**WORK REQUEST A:** From the review of the film Good Luck, Have Fun, Don't Die, list every actor named, giving each name as the review gives it.
**WORK REQUEST B:**
Answer these questions using the review of the film Good Luck, Have Fun, Don't Die:
(i) Who wrote the screenplay?
(ii) Which program does the review say some people use interchangeably with a search engine?
(iii) What has the woman played by Juno Temple recently gone through?
**WORK REQUEST C:** Resume the review of the film Good Luck, Have Fun, Don't Die after its final sentence, adding one paragraph in the same critical voice.

Eventually, a group of misfits agrees to accompany him, and the movie becomes almost like a sci-fi anthology as it flashes back to fill in stories of characters played by Haley Lu Richardson (as a woman with a physiological reaction to tech who therefore doesn’t keep any devices handy); Michael Peña and Zazie Beetz (as a teacher couple directly confronted with the hold devices have over school-aged kids); and Juno Temple (a woman who has recently lost her son). In the most impressively daring segment, Verbinski and screenwriter Matthew Robinson mine pitch-black laughs from the epidemic of school shootings, which are being combatted with a tech-enabled form of what feels like utter surrender. What could read as deadpan disaffection, especially given the script’s forays into cutesy dialogue for the always-game Rockwell, is breathtakingly bleak with a sense of real humanity underneath the desperate tech solutions.

GOOD LUCK HAVE FUN DONT DIE MOVIE STREAMING
Photo: Everett Collection

This might all sound more like a broad indictment of a screen-time-hypnotized culture, and to an extent, Good Luck, Have Fun, Don’t Die is that. But what it does particularly well, and what many of its fellow A.I.-related movies seem reluctant to do, is formally connect A.I. to the passivity of device dependence, rather than loftily compare it to a genuine, human-like consciousness that deserves our potential respect. Of course, plenty of people fully accept A.I. as part of their devices, and use ChatGPT interchangeably with a search engine; that’s a whole problem unto itself. But unlike Mercy or its ilk, Verbinski’s film never errs on the side of moderation and trying to find some bizarre common ground between annihilation and survival. The closest it comes to acceptance of A.I. is admitting that it’s hard to tell whether this destructive force can actually, practically be stopped.

**DATA SHOWN:**
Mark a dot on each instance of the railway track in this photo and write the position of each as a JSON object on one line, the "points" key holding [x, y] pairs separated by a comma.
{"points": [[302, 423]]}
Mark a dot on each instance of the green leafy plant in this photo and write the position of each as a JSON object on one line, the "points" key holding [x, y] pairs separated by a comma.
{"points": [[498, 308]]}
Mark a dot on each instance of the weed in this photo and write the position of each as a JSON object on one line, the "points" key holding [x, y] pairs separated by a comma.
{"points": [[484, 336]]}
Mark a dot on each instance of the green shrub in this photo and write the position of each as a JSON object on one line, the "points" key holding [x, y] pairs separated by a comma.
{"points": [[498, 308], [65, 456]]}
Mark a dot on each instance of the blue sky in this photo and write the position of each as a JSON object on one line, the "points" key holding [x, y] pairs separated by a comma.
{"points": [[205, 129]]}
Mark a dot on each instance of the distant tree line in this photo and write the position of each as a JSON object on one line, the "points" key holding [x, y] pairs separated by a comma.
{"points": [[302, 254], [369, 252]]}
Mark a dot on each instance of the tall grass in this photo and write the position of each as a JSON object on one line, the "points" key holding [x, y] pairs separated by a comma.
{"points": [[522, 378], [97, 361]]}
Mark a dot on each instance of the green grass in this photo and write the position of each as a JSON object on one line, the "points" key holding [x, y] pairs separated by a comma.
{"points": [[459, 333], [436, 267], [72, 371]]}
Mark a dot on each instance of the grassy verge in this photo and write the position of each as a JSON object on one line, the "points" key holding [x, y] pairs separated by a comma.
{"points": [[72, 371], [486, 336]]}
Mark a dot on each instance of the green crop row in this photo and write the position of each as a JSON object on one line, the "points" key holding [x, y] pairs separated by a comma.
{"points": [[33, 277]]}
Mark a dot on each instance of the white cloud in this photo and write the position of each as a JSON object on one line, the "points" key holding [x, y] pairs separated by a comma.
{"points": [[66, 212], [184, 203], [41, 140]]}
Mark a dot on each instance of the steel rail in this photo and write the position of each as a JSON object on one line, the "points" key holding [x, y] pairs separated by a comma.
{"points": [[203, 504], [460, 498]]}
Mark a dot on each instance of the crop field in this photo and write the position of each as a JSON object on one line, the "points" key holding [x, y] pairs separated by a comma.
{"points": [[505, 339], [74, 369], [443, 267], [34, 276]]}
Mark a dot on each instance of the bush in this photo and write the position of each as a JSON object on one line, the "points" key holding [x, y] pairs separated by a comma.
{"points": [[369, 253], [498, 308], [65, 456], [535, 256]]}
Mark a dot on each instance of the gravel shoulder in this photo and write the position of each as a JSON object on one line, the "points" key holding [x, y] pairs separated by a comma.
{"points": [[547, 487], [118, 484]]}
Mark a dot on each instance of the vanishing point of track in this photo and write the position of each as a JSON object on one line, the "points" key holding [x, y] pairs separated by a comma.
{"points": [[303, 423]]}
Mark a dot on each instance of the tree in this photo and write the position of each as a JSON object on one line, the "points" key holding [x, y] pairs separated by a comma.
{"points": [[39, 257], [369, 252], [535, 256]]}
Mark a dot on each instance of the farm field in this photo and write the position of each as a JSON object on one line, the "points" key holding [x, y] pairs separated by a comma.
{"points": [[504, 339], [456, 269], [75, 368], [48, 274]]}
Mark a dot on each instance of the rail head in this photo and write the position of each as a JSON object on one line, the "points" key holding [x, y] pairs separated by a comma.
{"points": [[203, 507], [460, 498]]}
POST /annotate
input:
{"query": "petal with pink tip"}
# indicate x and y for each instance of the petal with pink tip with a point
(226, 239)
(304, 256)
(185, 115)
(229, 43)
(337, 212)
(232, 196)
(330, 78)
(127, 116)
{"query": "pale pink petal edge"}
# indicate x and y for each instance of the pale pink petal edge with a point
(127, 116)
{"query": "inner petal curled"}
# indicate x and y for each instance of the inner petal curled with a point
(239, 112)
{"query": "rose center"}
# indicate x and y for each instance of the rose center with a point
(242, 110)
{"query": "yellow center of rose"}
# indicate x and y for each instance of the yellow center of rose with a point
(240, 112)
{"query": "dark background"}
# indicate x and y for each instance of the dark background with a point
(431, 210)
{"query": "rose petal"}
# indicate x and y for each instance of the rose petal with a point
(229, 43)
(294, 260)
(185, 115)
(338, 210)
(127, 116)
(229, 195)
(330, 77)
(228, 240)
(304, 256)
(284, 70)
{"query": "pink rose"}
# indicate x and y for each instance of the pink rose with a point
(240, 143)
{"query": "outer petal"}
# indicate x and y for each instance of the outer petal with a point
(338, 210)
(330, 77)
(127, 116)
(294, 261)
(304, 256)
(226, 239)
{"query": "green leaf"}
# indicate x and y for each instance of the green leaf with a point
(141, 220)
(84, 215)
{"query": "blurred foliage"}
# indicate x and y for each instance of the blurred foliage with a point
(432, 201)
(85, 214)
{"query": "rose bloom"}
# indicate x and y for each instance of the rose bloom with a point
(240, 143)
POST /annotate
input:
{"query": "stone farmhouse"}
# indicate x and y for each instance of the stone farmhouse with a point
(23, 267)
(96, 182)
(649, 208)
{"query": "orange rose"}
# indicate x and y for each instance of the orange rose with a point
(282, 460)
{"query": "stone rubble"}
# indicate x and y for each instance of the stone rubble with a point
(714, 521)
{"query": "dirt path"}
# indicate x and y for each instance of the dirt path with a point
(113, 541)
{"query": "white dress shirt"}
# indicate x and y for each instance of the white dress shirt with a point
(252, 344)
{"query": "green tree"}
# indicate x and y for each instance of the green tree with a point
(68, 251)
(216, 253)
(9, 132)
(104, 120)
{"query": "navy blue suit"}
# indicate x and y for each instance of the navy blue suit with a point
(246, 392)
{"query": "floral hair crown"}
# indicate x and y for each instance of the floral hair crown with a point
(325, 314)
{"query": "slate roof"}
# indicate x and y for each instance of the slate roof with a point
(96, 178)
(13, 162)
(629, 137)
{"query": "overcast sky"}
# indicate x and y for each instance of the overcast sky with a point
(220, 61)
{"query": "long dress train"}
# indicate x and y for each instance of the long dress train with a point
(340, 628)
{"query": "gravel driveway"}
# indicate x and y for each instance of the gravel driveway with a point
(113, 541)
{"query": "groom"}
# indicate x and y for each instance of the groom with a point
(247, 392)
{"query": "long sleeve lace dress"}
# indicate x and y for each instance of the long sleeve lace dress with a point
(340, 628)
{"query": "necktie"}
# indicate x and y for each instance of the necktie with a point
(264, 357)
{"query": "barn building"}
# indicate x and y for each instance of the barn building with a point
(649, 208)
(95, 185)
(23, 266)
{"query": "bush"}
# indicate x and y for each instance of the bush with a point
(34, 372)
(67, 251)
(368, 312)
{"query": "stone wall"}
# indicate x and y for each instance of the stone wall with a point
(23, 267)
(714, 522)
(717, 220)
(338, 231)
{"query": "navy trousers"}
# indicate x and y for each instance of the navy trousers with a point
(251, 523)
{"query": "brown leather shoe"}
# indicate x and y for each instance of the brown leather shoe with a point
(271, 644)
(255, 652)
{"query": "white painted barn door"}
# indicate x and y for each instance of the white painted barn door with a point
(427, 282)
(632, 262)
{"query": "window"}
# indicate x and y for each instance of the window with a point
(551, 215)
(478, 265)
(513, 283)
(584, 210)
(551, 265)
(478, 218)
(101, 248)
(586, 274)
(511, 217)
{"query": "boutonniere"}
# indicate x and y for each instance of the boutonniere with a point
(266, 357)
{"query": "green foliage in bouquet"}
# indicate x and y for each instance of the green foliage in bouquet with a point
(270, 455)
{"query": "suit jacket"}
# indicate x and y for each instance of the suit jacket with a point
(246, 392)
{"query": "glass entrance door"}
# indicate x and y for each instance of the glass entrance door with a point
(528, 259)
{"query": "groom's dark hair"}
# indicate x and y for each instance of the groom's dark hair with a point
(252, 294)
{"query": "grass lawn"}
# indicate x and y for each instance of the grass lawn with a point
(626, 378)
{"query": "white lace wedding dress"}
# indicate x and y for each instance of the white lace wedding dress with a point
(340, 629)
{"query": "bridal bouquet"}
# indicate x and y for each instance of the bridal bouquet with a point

**ANSWER BOX A:** Haley Lu Richardson, Michael Peña, Zazie Beetz, Juno Temple, Rockwell

**ANSWER BOX B:**
(i) Matthew Robinson
(ii) ChatGPT
(iii) She has recently lost her son.

**ANSWER BOX C:**
It all makes particular sense coming from Verbinski, because his work, almost all within the machinery of big Hollywood studios, often feels alive with the possibilities of what those resources can produce. His Pirates of the Caribbean movies may be swimming in CG, but their visual-effects spectacle is ornate and fully formed. His CG talking-animal feature Rango is weird and evokes Chinatown and Fear And Loathing In Las Vegas. Even a seemingly misguided project like The Lone Ranger features one of the most exhilaratingly inventive action sequences of this century so far. He must be coming by his tech skepticism honestly, because his movies are full of technical wonders.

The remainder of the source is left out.